How to complete this task:
Report every line of the records that contains the word "grass".

(Recorded data)
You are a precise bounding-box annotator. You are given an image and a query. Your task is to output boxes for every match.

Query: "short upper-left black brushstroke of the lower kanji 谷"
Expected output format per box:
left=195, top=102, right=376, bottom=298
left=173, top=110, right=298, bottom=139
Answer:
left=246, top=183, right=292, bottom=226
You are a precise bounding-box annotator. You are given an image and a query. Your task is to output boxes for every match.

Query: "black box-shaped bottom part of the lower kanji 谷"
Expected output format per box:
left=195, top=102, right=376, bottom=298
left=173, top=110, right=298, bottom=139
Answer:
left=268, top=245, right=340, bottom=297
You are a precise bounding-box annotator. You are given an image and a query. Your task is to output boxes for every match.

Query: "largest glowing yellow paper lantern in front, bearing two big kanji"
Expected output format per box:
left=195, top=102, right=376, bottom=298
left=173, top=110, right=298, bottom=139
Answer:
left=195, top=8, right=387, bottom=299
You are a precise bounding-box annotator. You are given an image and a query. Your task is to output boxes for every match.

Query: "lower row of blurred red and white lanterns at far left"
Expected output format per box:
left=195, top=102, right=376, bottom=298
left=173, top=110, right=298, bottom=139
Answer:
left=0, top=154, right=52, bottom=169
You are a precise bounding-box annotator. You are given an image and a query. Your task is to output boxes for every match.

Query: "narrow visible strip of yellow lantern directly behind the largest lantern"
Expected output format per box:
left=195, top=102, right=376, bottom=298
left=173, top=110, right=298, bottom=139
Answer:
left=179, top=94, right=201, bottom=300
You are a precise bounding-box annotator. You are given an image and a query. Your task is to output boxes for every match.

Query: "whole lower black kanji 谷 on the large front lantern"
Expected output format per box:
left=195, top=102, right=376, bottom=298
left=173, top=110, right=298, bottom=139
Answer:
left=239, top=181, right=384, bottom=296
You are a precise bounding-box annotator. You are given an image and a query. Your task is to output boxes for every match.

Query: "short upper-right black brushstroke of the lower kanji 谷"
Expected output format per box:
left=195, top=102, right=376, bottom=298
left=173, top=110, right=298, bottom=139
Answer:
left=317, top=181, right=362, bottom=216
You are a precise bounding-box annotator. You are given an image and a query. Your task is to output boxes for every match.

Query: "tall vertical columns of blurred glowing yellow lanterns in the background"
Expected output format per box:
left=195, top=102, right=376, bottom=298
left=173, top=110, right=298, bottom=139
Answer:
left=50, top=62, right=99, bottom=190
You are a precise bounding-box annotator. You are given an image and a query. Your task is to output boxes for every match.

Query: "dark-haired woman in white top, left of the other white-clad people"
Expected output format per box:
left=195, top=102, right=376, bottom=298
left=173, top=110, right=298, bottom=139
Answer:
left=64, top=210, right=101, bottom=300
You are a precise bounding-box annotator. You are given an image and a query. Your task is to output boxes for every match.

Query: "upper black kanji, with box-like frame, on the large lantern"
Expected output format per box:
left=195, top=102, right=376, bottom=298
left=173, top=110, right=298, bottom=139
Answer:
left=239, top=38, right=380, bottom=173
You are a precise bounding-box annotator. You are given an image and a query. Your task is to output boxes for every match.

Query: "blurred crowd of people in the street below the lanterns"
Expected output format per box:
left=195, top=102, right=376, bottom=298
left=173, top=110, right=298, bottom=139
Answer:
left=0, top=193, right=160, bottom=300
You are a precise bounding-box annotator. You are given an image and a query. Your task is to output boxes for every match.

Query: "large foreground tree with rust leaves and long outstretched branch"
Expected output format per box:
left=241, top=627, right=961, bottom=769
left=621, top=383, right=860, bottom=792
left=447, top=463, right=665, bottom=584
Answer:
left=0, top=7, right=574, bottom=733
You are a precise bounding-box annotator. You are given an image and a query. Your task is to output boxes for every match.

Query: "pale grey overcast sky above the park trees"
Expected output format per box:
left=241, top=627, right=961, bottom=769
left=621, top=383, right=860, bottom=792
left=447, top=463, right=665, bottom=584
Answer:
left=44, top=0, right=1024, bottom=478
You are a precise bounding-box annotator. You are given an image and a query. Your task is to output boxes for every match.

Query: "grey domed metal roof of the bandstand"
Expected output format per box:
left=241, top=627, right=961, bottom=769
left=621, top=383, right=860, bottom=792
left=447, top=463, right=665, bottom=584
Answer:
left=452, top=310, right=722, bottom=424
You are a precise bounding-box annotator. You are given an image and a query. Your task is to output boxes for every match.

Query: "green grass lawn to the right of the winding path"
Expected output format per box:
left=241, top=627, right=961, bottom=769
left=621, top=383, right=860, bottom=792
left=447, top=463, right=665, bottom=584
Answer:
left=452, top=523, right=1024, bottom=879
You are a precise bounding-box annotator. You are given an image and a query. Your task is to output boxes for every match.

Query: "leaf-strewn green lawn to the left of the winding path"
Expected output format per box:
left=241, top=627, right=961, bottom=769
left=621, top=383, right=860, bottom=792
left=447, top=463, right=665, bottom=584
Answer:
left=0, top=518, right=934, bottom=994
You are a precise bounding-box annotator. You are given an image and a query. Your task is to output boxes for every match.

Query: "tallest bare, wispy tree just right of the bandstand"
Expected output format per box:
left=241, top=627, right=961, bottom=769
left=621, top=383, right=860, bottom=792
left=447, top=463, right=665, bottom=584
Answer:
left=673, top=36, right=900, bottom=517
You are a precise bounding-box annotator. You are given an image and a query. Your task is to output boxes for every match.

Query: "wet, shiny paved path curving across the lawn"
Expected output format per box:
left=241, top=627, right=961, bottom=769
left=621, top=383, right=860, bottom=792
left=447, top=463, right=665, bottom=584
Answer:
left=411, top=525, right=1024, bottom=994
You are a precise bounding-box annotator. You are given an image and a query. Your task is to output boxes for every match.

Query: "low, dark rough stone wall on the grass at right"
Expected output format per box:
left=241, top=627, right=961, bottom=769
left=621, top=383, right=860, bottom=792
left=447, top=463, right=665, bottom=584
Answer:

Answer to this exercise:
Query: "green grass lawn to the right of the winding path"
Query: "low, dark rough stone wall on the grass at right"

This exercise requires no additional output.